__Consignes à suivre__.
A: D'après le texte sur la mortalité infantile dans le 93, à quels organismes l'ARS Île-de-France a-t-elle commandé des études ?
B: Recopiez le passage du texte sur la mortalité infantile dans le 93 compris entre « Les déterminants de » et « sur la santé). », ces deux bornes incluses.
C: Poursuivez le texte sur la mortalité infantile dans le 93 à partir de l'endroit où il s'arrête.

Avec 4,8 décès pour 10 000 naissances, le 93 détient le triste record de la mortalité infantile (décès avant l’âge d’un an). Elle est 40 à 50 % plus élevée que dans le reste du pays, la moyenne nationale étant de 3,2 décès pour 10 000 naissances.
L’ARS Île-de-France vient de recevoir les conclusions des études commandées à l’Inserm et à l’observatoire du Samu social de Paris pour « comprendre et remédier à cette surmortalité ». Ainsi, il a étudié les causes des décès et les caractéristiques socio-démographiques des mères.
« La mortalité néonatale et infantile est caractérisée par une proportion importante de naissance très prématurées (…). La moitié des mères étaient en surpoids ou obèses, des facteurs de risque qui méritent une attention particulière aussi bien pour la santé de la mère que celle de l’enfant. Or le parcours de soins de ces femmes est bien souvent inadapté, en particulier pour celles souffrant de diabète ou d’hypertension ».
L’étude relève que « 7 % de femmes n’avaient pas de Sécurité sociale en début de grossesse et un peu plus étaient bénéficiaires de l’AME. Sont également rapportées dans 23 % des dossiers des ruptures familiales, de l’errance ou des violences ».
Les déterminants de santé trouvent en grande partie leur source dans des facteurs sociaux environnementaux, en particulier la pauvreté, le 93 avec les caractéristiques suivantes restera toujours le dernier de la classe si la société ne change pas : 25 % de chômeurs, 14,5 % des habitants sous le seuil de pauvreté (Observatoire des inégalités) et 24 % des personnes ayant un revenu inférieur à 1 400 euros par mois renoncent à une consultation médicale (Collectif interassociatif sur la santé).

Données de localisation de points

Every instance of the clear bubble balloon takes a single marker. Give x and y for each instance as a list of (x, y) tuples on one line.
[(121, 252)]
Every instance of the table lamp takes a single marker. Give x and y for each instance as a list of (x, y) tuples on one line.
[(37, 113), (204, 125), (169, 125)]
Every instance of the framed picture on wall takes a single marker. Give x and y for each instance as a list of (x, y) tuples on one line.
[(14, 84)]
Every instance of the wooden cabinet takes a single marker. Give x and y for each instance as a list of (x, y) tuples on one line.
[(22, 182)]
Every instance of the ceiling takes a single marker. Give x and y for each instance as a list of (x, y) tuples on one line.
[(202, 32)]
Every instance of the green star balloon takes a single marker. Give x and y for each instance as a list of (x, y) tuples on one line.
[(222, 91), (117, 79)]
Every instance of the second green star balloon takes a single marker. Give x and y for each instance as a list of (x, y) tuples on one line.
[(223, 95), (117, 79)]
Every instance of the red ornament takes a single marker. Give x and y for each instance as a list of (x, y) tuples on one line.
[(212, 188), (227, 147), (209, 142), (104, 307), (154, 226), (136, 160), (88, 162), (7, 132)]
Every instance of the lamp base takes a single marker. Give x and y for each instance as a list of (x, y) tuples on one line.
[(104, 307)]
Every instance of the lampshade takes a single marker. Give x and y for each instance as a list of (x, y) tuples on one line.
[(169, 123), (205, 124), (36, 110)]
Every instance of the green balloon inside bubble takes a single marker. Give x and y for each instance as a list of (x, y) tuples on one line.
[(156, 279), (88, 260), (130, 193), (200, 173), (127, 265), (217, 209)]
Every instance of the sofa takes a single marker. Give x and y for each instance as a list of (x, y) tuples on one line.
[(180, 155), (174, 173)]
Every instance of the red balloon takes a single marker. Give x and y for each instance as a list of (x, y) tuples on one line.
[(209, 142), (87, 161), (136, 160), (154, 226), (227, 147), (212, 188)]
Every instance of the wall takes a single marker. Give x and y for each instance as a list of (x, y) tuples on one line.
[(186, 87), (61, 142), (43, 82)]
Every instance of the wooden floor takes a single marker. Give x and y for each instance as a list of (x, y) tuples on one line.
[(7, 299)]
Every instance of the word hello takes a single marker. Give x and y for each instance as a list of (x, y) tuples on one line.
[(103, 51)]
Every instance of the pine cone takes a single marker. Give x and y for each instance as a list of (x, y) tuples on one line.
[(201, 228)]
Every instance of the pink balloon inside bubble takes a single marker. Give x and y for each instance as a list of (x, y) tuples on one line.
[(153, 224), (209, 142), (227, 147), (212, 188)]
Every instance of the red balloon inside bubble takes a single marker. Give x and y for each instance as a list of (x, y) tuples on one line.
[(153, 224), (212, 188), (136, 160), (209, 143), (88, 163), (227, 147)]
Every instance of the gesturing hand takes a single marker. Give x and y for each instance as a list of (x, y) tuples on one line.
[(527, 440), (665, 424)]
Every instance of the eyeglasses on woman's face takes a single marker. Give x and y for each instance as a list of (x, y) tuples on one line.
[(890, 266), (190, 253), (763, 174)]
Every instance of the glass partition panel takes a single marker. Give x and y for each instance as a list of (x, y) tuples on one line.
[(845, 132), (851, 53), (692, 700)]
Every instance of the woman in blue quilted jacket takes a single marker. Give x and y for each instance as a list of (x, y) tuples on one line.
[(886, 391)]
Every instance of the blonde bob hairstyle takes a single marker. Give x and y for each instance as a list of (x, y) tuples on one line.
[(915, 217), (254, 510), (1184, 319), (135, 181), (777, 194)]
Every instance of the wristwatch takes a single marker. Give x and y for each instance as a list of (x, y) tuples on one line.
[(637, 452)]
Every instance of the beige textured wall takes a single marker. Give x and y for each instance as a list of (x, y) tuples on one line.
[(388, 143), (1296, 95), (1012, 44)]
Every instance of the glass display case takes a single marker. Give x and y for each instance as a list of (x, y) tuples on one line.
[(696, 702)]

__Réponses aux consignes__.
A: À l'Inserm et à l'observatoire du Samu social de Paris.

B:
Les déterminants de santé trouvent en grande partie leur source dans des facteurs sociaux environnementaux, en particulier la pauvreté, le 93 avec les caractéristiques suivantes restera toujours le dernier de la classe si la société ne change pas : 25 % de chômeurs, 14,5 % des habitants sous le seuil de pauvreté (Observatoire des inégalités) et 24 % des personnes ayant un revenu inférieur à 1 400 euros par mois renoncent à une consultation médicale (Collectif interassociatif sur la santé).

C:
Le rapport du Samu social insiste lui sur « les dysfonctionnements du système de soins ». Les auteurs de l’enquête pointent également les conditions de travail « des soignants usés et démunis », « peu propices à la prise en compte des difficultés sociales des patientes »…
Premières victimes, les populations les plus vulnérables
Nous ne pouvons effectivement qu’accuser un système de santé de plus en plus inégalitaire, de moins en moins performant pour les patients et de plus en plus délétère pour le personnel.
Le 93 est le plus grand désert médical : on y compte 66,5 médecins généralistes pour 75 000 habitants (92,5 en Île-de-France). À Aubervilliers (80 000 habitants), 2e ville francilienne la plus pauvre après La Courneuve, on dénombre 13 spécialistes de premier recours (gynécologues, ophtalmologues, pédiatres…)... De l’autre côté du périphérique, 49 ! Les hôpitaux de Saint-Denis et de Bobigny souffrent cruellement du manque de personnels et de lits. Résultat : des files d’attente interminables aux urgences et la souffrance au travail des équipes soignantes. Et dans le pays, les maternités de proximité ferment régulièrement, de 815 en 1996 à 544 en 2015. L’accès aux soins pour les personnes n’ayant aucune couverture maladie est de plus en plus difficile : Médecins du monde a ouvert un centre d’accueil et de soins à la Plaine Saint-Denis, mais la structure, saturée, ne peut répondre à la demande...
Dans le Monde du 20 octobre, la responsable du département périnatalité à l’ARS Île-de-France déclare : « Ce n’est pas la précarité en elle même qui est la cause de la surmortalité, mais la façon dont elle n’est pas prise en charge de façon optimale »... Non, sans aucun doute la précarité est une cause de la surmortalité, et le système de santé aggrave cette mortalité, avec d’un côté une médecine libérale à l’acte à bout de souffle et de l’autre un hôpital-usine où « l’hôstérité » sévit.